* **Data items**:
· · · · ·

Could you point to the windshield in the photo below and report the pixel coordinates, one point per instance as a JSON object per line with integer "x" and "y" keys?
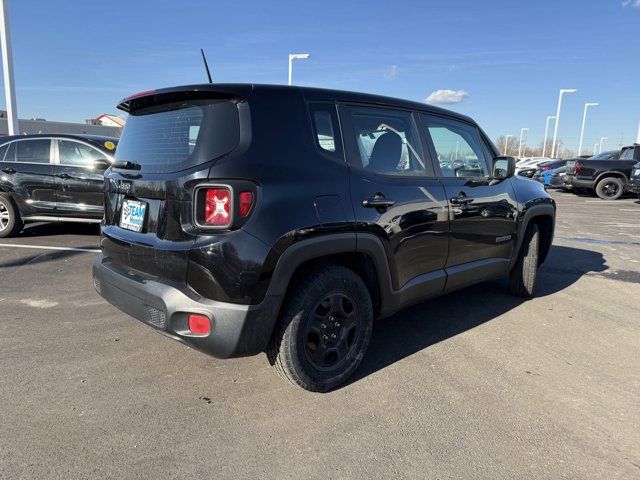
{"x": 175, "y": 136}
{"x": 605, "y": 156}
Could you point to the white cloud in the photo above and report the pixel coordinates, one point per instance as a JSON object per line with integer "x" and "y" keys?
{"x": 446, "y": 97}
{"x": 392, "y": 72}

· · · · ·

* **EXERCISE PROMPT**: I need the entries printed exactly, with each picture left out.

* **RESPONSE TO THE EXERCISE**:
Could you point to the windshield in the photo below and report the pixel coordinates, one point per instance as a JSON object per line with integer "x" and "y" keys?
{"x": 175, "y": 136}
{"x": 605, "y": 156}
Could you point to the white cloud in the photo above and report the pixel coordinates, one point per instance as a JSON object per line with integer "x" and "y" keys?
{"x": 446, "y": 97}
{"x": 392, "y": 72}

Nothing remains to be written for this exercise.